__SHORT TASK__
Please quote the material exactly, every line of it.

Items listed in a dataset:
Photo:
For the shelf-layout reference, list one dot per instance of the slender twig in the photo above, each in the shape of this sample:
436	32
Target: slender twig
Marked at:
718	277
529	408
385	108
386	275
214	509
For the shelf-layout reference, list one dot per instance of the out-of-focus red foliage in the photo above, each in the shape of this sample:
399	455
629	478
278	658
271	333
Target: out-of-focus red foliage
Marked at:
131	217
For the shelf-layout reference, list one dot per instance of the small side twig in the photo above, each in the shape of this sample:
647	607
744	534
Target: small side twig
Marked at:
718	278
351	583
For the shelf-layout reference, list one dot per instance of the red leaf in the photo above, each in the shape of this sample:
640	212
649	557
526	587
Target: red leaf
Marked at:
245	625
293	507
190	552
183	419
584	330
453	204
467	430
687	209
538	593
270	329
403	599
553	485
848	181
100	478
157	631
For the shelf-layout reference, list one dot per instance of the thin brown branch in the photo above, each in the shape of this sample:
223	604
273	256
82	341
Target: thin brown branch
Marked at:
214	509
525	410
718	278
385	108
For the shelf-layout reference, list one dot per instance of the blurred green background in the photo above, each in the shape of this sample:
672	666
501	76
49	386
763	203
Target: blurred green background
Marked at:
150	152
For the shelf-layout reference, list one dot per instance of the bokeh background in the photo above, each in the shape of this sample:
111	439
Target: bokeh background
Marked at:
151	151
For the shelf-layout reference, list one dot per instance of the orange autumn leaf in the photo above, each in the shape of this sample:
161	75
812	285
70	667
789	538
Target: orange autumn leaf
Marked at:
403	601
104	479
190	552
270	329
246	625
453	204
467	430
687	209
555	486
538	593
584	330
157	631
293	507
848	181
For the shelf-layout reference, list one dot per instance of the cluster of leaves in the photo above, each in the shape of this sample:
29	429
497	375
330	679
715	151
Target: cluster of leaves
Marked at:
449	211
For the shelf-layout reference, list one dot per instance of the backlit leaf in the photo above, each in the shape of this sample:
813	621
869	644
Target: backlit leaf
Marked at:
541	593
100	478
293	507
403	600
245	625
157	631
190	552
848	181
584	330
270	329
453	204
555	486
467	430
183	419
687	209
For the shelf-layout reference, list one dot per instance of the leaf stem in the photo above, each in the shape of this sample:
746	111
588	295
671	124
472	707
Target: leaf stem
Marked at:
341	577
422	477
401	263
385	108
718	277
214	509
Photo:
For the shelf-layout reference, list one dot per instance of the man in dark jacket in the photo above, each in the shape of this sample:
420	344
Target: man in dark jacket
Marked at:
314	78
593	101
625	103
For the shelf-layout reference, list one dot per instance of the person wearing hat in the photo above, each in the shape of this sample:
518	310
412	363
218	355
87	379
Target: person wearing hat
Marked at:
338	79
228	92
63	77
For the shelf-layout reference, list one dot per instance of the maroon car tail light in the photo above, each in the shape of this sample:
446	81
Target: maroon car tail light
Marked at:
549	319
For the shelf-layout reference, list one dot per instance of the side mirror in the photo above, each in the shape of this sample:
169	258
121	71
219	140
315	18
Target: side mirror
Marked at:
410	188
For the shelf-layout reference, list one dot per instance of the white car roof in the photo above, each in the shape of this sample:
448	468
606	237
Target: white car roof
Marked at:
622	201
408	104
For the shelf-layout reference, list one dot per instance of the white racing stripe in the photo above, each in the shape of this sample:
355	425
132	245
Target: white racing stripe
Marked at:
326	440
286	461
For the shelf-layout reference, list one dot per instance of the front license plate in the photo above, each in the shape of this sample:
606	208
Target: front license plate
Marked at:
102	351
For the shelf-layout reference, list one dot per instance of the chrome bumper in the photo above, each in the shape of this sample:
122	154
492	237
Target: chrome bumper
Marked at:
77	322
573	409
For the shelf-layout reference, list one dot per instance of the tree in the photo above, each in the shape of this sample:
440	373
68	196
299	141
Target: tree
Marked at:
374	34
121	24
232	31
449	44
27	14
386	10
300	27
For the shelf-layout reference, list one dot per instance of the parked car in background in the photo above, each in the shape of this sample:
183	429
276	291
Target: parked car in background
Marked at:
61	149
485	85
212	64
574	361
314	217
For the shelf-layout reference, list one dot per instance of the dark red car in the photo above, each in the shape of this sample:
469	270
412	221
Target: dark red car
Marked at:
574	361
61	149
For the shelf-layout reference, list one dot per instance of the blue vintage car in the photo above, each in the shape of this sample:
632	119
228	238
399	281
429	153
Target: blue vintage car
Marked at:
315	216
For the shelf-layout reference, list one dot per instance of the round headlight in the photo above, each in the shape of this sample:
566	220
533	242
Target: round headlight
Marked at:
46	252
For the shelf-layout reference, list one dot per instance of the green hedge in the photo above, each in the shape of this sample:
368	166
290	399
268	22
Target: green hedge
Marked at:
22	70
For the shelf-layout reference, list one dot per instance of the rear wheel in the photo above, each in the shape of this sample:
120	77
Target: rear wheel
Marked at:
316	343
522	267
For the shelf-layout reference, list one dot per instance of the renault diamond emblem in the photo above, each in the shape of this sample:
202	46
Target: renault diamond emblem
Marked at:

__TASK RESULT__
Photo:
For the shelf-layout reference, list one dot per instance of the slender twig in the photo above, each in the shape of this sample:
436	32
Target: slender twig
Marked at:
718	277
529	408
385	108
386	275
214	509
For the shelf-layout reference, list one dot per instance of the out-of-focus red foliage in the photo above, each in the shape of this sample:
399	455
629	478
278	658
271	333
Target: out-of-focus red foliage
Marked at:
131	217
For the shelf-layout reference, list one dot per instance of the small side twig in the photo above, each in the shape of this sample:
647	607
744	534
Target: small side twig
Marked at:
718	278
351	583
For the shelf-layout reference, list one dot per instance of the red leaf in the photo above, each in the shape of this sample:
640	212
649	557
526	587
Target: red leaf
Marked at:
245	625
293	507
190	552
183	419
584	330
453	204
467	430
687	209
538	593
270	329
403	599
553	485
848	181
100	478
157	631
For the shelf-layout reference, list one dot per instance of the thin brown branch in the photo above, each in the shape of this sample:
223	604
273	256
82	341
Target: thin brown branch
Marked at:
214	509
525	410
718	278
385	108
For the shelf-layout reference, list one dot per instance of the blurred green background in the photo above, each in the shape of this sample:
672	666
501	76
49	386
763	203
Target: blurred green background
Marked at:
150	152
For the shelf-layout reference, list one dot per instance of the bokeh background in the photo above, each in the shape of this sample:
111	439
Target: bokeh background
Marked at:
151	151
For the shelf-layout reference, list one dot per instance of the orange autumn leaf in the photo above, each in the shape of this sample:
161	75
812	285
70	667
789	538
Target: orange autumn leaf
Marked at:
403	601
104	479
190	552
270	329
246	625
453	204
467	430
687	209
555	486
538	593
584	330
157	631
293	507
848	181
For the shelf-layout reference, list one dot per instance of the cluster of leaves in the photo above, each in the shape of this sample:
29	429
497	375
330	679
715	151
Target: cluster of leaves
Marked at:
449	211
For the shelf-layout reference, list one dot per instance of the backlit leaf in the photo above, each in the shape of this sample:
813	621
869	644
Target: backlit leaf
Marked at:
541	593
100	478
293	507
403	600
245	625
157	631
190	552
848	181
584	330
270	329
453	204
555	486
467	430
183	419
687	209
For the shelf-layout reference, list one dot per instance of the leaf stem in the photo above, each in the shape of this sample:
746	111
588	295
671	124
472	707
Target: leaf stem
Marked at:
341	577
422	477
401	263
385	108
718	277
214	509
Photo:
For the shelf-layout reference, list one dot per instance of the man in dark jacket in the photo above, each in the shape of this sample:
420	344
Target: man in dark jacket
Marked at:
314	78
593	101
625	103
For the shelf-layout reference, list one dot per instance of the person wearing hat in the photo above, each in the shape of this sample:
518	310
412	363
218	355
87	379
Target: person wearing hat
Marked at:
338	79
228	92
63	77
For the shelf-layout reference, list one dot per instance of the maroon car tail light in the photo above, each in the shape of this sample:
446	81
Target: maroon car tail light
Marked at:
549	319
For the shelf-layout reference, list one dot per instance of the side mirror in the photo above, each in the shape of this sample:
169	258
121	71
219	140
315	18
Target: side mirror
Marked at:
410	188
For the shelf-layout reference, list one dot per instance of the white car roof in the photo above, each in the shape of this sample:
448	468
606	237
Target: white car roof
Marked at:
622	201
408	104
For the shelf-layout reference, list one dot per instance of the white racing stripe in the photo above, each in the shape of this sample:
355	425
132	245
Target: white racing stripe
Marked at:
326	440
286	461
For the shelf-layout reference, list one dot per instance of the front license plate in the photo above, each in the shape of this sample:
606	208
Target: front license plate
Marked at:
102	351
For the shelf-layout reference, list one dot per instance of the chrome bumper in the photo above, each in the shape of this sample:
122	154
492	237
Target: chrome bumper
Marked at:
77	322
573	409
For the shelf-layout reference, list one dot per instance of the tree in the photo above, each in the shape of this sample:
440	373
68	196
299	141
Target: tree
Marked at:
374	34
121	24
232	31
449	44
27	14
386	10
300	27
For the shelf-layout reference, list one dot per instance of the parked car in background in the photo above, each in the shape of this sample:
183	429
276	291
Target: parked car in background
Marked at:
61	149
485	85
212	64
574	361
314	217
For the shelf-layout reference, list one dot per instance of the dark red car in the photo above, each in the shape of this sample:
469	270
412	221
Target: dark red car
Marked at:
574	361
61	149
For the shelf-layout reference, list one dot per instance of the blue vintage car in the photo above, each in the shape of this sample:
632	119
228	238
399	281
429	153
Target: blue vintage car
Marked at:
315	216
For the shelf-layout reference, list one dot per instance of the round headlight in the photo above, each in the shape of this sample:
566	220
533	242
Target: round headlight
Marked at:
46	252
For the shelf-layout reference, list one dot per instance of the green hedge in the photo above, each in the shape of this sample:
368	166
290	399
268	22
Target: green hedge
Marked at:
22	70
For the shelf-layout reference, list one dot per instance of the rear wheel in the photo above, each in the shape of this sample:
120	77
Target: rear wheel
Marked at:
316	343
522	267
For the shelf-layout reference, list one dot per instance of the renault diamond emblem in the photo above, each in the shape of this sample:
202	46
Target: renault diamond emblem
Marked at:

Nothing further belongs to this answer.